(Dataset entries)
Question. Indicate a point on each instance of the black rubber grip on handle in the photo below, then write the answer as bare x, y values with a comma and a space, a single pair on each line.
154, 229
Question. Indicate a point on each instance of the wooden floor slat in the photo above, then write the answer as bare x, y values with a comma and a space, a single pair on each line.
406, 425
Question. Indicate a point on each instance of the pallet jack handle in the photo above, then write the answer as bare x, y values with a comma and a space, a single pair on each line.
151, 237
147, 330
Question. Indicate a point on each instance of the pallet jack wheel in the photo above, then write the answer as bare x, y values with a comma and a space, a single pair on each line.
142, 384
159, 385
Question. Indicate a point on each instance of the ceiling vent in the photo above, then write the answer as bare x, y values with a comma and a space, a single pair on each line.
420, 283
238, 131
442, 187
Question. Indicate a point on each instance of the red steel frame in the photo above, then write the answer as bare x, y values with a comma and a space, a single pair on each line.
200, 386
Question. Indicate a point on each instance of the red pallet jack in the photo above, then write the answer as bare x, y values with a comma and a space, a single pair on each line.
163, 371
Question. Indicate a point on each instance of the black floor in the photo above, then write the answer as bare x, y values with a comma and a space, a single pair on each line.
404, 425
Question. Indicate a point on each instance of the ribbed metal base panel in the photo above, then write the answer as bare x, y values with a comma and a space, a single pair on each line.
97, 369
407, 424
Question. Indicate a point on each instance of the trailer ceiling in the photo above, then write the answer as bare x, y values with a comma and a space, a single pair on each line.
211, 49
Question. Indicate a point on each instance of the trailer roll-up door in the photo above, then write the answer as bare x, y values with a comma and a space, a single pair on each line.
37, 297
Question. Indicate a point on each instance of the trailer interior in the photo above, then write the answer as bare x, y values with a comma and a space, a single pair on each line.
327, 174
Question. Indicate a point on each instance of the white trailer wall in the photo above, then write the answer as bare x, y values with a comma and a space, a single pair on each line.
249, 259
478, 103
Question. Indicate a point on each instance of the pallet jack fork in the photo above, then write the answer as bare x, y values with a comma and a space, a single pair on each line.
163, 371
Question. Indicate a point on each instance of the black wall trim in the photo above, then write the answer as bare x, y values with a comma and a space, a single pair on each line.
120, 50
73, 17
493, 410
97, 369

» Work order: Retype every record exactly, omitting nothing.

» Task result:
Question. Indicate a point on each instance of the black rubber grip on handle in the photo below, then write the answer as bare x, y values with a comma and a space, a single pair on each line.
154, 229
Question. Indicate a point on each instance of the wooden floor slat in the photo above, then write the answer as bare x, y values with a comma and a space, a single pair on each line.
406, 425
Question. Indicate a point on each instance of the pallet jack handle in the photo above, then write the answer as bare x, y values with a comma and a space, a single pair on each line.
151, 237
147, 330
Question. Indicate a point on each instance of the pallet jack wheel in the photo above, then write the answer as bare x, y values with a comma and a space, a single pair on each line.
142, 384
159, 385
Question. Indicate a point on each instance of the ceiling vent in the photo above, then write the answer as bare x, y values with a comma and a space, a single pair on each line.
420, 283
238, 131
442, 187
Question. Indicate a point on each instance of the red steel frame in the photo above, then write the answer as bare x, y values with a comma and a space, a single pair on each line.
200, 386
Question. Indicate a point on each instance of the red pallet jack in the photo above, then write the answer as bare x, y values with a comma and a space, a single pair on each line.
163, 371
Question. Indicate a point on each instance of the black floor in the photo above, then write the answer as bare x, y values with a comma and a space, a single pair on each line.
404, 425
Question. Indicate a point on each instance of the ribbed metal base panel in the photo above, then write the answer as bare x, y values with a comma and a space, a single pair on each line.
97, 369
407, 424
Question. Indicate a point on each instance of the trailer ceiling in the photo above, then write the answer as bare x, y values with a comma and a space, a single pair on each line.
211, 49
Question. Indicate a point on each instance of the trailer roll-up door in the photo above, then write the answer as bare x, y values with a comma and a space, a single pair on each line.
37, 297
Question. Indicate a point on each instance of the trailer interior in the photo above, then write the answer as bare x, y values with a comma and a space, a single pair on each line.
327, 174
Question. Indicate a point on each instance of the white trailer wall in the photo above, then write the answer as bare x, y values with a comma and a space, a single pair on each line.
249, 259
478, 103
Question. Indicate a point on each instance of the pallet jack fork in the photo above, then write the answer as bare x, y values with a comma and a space, a single pair on each line.
163, 371
Question. Indicate a point on each instance of the black wall trim in the photo above, then write the answer as bare x, y values with a comma and a space, a single pair on each line.
120, 50
73, 17
493, 410
97, 369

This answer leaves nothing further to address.